[Data items]
===============
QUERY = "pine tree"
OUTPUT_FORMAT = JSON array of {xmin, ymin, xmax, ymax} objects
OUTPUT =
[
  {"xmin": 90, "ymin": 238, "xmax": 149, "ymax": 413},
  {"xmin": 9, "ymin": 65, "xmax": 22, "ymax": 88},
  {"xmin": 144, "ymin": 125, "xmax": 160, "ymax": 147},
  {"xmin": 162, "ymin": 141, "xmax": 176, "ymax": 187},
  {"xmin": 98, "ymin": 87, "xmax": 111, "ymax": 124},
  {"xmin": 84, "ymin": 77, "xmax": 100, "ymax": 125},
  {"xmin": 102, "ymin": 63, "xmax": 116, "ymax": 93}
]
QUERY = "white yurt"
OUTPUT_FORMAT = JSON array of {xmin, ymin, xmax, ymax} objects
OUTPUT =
===============
■ SHORT PROBLEM ■
Could you copy out every line of the data above, without changing a single character?

■ FINAL RESULT ■
QUERY = "pine tree"
OUTPUT_FORMAT = JSON array of {xmin, ymin, xmax, ymax} objects
OUTPUT =
[
  {"xmin": 90, "ymin": 238, "xmax": 149, "ymax": 413},
  {"xmin": 9, "ymin": 65, "xmax": 22, "ymax": 88},
  {"xmin": 144, "ymin": 125, "xmax": 160, "ymax": 147},
  {"xmin": 162, "ymin": 141, "xmax": 176, "ymax": 187},
  {"xmin": 98, "ymin": 87, "xmax": 111, "ymax": 124},
  {"xmin": 84, "ymin": 77, "xmax": 100, "ymax": 125},
  {"xmin": 102, "ymin": 63, "xmax": 116, "ymax": 93}
]
QUERY = "white yurt"
OUTPUT_FORMAT = JSON array of {xmin, ymin, xmax, ymax} objects
OUTPUT =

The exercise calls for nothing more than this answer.